Hon David Parker, Attorney-General

Consistency with the New Zealand Bill of Rights Act 1990: Severe Weather Emergency Legislation Bill

Purpose

  1. We have considered whether the Severe Weather Emergency Legislation Bill (the Bill) is consistent with the rights and freedoms affirmed in the New Zealand Bill of Rights Act 1990 (the Bill of Rights Act).
  2. We have not yet received a final version of the Bill. This advice has been prepared in relation to the latest version of the Bill (PCO 25410/5.0). We have prepared it in an extremely short timeframe due to the compressed timeframes for the Bill. We will provide you with further advice if the final version includes amendments that affect the conclusions in this advice.
  3. We have concluded that the Bill appears to be consistent with the rights and freedoms affirmed in the Bill of Rights Act. In reaching that conclusion, we have considered the consistency of the Bill with s 14 (freedom of expression) and s 21 (freedom from unreasonable search and seizure). Our analysis is set out below.

The Bill


  1. The Bill is an omnibus bill that aims to assist recovery and improve resilience for the areas affected by severe weather events, and their councils and communities. The Bill modifies:
    1. the Civil Defence and Emergency Management Act 2002 (the CDEM Act) to address issues relating to concurrent declarations of states of emergency and notices of transition periods to ensure emergency powers are available when needed,
    2. aspects of the Resource Management Act 1991 (RMA) for a limited time to deem certain emergency actions by owners or occupiers of rural land as permitted activities, and to extend timeframes for advising local authorities and applying for retrospective consents for emergency work,
    1. the Local Government Act 2002 (the LGA) to enable meeting by audio or visual link and to enable local authorities to amend their current long-term plans in relation to water infrastructure and services, and
    1. requirements in the Food Act 2014 and Food Regulations 2015 to allow an extended period for a food business to renew its registration and continue operating when a registration may have expired.

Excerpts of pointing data
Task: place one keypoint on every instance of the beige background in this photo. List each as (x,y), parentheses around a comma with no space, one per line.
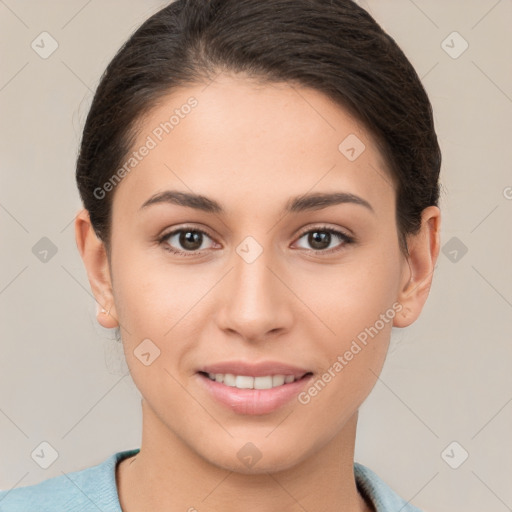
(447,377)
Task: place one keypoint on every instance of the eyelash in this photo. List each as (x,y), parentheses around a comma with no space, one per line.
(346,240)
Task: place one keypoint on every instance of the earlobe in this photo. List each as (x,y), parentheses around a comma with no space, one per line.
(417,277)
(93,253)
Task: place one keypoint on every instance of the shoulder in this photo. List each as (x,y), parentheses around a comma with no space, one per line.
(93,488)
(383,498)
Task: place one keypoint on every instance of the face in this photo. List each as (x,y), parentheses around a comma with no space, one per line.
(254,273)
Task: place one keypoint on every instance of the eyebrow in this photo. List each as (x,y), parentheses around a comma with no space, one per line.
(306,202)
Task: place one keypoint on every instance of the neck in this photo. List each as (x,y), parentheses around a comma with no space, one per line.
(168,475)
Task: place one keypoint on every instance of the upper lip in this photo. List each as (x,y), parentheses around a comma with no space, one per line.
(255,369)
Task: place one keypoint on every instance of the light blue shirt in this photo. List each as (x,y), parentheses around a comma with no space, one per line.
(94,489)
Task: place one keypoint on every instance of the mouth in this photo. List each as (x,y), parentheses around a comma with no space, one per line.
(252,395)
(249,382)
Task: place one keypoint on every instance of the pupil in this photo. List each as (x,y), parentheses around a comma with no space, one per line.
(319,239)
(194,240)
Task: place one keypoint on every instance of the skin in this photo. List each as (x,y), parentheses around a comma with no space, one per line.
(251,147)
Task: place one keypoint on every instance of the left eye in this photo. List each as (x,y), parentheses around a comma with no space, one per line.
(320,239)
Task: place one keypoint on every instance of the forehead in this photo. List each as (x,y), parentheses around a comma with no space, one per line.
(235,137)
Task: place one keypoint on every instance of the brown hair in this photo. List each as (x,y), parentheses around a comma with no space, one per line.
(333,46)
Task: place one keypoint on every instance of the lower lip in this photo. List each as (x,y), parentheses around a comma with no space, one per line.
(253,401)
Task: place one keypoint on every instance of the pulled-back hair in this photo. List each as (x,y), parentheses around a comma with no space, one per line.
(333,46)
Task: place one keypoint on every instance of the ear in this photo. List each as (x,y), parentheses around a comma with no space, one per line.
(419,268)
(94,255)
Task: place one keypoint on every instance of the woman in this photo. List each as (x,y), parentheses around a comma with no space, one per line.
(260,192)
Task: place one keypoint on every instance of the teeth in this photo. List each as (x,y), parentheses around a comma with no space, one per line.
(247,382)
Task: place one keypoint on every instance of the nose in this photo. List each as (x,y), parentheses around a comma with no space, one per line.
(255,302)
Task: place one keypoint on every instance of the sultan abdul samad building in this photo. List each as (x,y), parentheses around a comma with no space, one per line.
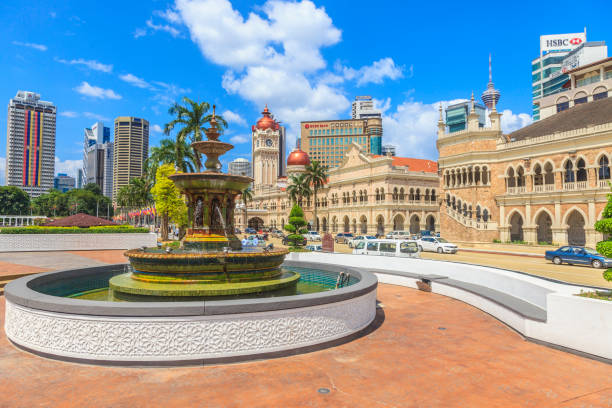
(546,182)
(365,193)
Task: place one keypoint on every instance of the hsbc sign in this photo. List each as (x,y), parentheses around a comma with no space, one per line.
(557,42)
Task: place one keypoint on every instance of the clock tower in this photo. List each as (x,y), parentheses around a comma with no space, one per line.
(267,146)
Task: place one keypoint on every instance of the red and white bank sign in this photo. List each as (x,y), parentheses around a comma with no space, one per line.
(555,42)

Requests:
1) From the Bill of Rights advice, copy the passage word for word. Start at the words "1. We have considered" and end after "of Rights Act).".
2) Using the Bill of Rights advice, decide whether each statement below agrees with it. Answer yes or no for each, and quote the words that settle it.
(a) The advice was prepared using the final version of the Bill.
(b) The authors concluded that the Bill appears to be consistent with the Bill of Rights Act.
(c) The Bill's changes to food law give a food business an extended period to renew its registration.
3) Name every Act and set of regulations that the Bill of Rights advice says the Bill modifies.

Set of answers:
1)
1. We have considered whether the Severe Weather Emergency Legislation Bill (the Bill) is consistent with the rights and freedoms affirmed in the New Zealand Bill of Rights Act 1990 (the Bill of Rights Act).

2)
(a) No: "We have not yet received a final version of the Bill."
(b) Yes: "We have concluded that the Bill appears to be consistent with the rights and freedoms affirmed in the Bill of Rights Act."
(c) Yes: "to allow an extended period for a food business to renew its registration and continue operating"

3)
- Civil Defence and Emergency Management Act 2002
- Resource Management Act 1991
- Local Government Act 2002
- Food Act 2014
- Food Regulations 2015